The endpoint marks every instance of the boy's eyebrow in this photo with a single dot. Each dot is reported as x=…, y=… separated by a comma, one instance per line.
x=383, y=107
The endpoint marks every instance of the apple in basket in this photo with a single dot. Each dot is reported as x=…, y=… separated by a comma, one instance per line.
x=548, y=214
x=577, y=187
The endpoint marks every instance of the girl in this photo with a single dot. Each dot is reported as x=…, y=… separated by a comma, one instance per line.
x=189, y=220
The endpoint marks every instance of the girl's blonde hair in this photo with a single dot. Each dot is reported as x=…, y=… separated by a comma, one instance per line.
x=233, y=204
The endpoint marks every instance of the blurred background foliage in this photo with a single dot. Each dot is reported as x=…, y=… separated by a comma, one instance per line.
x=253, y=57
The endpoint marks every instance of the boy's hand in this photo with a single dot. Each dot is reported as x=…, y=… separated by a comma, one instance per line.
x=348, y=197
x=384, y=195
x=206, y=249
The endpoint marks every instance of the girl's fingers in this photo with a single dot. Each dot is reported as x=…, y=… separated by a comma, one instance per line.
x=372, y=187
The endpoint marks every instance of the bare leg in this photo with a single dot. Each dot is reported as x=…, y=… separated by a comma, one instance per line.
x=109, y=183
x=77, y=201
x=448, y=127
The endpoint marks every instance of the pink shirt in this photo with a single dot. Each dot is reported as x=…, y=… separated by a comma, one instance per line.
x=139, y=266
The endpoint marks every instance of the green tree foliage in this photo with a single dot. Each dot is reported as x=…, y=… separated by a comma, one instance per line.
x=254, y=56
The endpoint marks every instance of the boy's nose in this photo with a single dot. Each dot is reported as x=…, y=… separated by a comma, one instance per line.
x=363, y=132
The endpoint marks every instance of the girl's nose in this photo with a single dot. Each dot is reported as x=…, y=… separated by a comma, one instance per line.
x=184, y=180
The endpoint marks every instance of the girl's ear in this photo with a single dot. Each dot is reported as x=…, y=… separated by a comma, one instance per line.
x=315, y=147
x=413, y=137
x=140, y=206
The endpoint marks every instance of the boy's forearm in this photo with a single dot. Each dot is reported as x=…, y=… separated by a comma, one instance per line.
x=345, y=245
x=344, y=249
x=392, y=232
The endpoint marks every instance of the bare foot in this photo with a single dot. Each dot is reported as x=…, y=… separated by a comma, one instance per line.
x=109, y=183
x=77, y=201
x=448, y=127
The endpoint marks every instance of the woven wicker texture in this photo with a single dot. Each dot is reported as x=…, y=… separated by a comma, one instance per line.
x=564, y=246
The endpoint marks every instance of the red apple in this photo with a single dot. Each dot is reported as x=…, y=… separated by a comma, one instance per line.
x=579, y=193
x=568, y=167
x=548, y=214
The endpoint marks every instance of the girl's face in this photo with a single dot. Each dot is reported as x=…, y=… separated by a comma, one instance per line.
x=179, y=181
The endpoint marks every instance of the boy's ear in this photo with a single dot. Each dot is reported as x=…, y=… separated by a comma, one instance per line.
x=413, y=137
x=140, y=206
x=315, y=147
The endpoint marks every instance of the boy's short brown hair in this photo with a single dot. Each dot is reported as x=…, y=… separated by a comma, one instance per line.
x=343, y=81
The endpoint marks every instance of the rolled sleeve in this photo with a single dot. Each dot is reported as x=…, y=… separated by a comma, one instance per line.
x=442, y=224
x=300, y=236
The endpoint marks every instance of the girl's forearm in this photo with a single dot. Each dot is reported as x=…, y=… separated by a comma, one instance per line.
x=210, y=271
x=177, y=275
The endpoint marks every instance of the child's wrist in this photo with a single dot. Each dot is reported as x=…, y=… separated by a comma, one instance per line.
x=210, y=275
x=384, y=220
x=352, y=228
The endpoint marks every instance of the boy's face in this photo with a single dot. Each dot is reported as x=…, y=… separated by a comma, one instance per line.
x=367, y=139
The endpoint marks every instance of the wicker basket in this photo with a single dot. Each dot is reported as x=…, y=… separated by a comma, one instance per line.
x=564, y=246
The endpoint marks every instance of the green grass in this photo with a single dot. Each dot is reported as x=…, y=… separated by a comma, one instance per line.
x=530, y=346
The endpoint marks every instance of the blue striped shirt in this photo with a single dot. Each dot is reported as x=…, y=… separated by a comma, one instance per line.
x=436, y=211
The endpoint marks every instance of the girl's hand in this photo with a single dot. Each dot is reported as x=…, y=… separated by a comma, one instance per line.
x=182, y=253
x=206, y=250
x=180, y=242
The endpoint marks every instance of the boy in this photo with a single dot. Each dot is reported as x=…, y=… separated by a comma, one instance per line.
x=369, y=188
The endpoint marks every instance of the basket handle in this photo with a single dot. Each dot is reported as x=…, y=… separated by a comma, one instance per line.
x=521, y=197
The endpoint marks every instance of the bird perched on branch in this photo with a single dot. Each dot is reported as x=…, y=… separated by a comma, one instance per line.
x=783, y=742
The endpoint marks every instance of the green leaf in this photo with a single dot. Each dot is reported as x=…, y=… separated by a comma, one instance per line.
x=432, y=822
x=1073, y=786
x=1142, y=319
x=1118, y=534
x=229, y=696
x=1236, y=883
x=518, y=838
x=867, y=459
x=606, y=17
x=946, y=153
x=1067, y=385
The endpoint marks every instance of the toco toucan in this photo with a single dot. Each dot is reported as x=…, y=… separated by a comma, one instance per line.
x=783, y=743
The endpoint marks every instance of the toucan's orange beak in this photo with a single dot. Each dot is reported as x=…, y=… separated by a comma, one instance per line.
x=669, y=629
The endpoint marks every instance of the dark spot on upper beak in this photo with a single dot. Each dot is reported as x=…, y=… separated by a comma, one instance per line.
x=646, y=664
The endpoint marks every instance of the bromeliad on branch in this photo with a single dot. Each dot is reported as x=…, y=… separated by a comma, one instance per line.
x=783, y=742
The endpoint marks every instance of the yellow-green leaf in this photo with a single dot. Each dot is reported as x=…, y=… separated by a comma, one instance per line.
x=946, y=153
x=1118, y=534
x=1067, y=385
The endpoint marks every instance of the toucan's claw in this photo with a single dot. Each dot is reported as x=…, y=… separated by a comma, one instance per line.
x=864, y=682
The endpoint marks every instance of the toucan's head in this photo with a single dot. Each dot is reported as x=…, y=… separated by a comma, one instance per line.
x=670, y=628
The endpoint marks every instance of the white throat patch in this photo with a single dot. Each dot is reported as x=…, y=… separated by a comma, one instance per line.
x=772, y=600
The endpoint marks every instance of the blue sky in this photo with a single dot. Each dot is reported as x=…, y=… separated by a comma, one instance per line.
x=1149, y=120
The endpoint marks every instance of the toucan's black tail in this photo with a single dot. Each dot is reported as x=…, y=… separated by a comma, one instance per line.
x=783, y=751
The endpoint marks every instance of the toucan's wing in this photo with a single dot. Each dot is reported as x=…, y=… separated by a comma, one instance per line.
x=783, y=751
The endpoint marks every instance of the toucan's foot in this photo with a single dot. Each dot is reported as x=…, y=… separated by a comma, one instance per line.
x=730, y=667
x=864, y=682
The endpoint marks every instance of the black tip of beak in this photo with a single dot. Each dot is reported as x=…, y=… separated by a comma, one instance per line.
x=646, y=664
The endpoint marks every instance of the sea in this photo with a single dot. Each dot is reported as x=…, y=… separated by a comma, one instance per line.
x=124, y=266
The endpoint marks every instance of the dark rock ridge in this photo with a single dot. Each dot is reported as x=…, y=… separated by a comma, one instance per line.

————

What you will do »
Rewrite the lines above from the one holding "The endpoint marks every instance of the blurred" through the one holding "x=253, y=57", inclusive, requests included. Multiply each x and y coordinate in the answers by 1.55, rounding to whole numbers with halves going up, and output only those lines.

Exercise answer »
The endpoint marks every instance of the blurred background foliage in this photo with a single dot. Each dot is reported as x=…, y=… separated by a comma, one instance per line.
x=392, y=88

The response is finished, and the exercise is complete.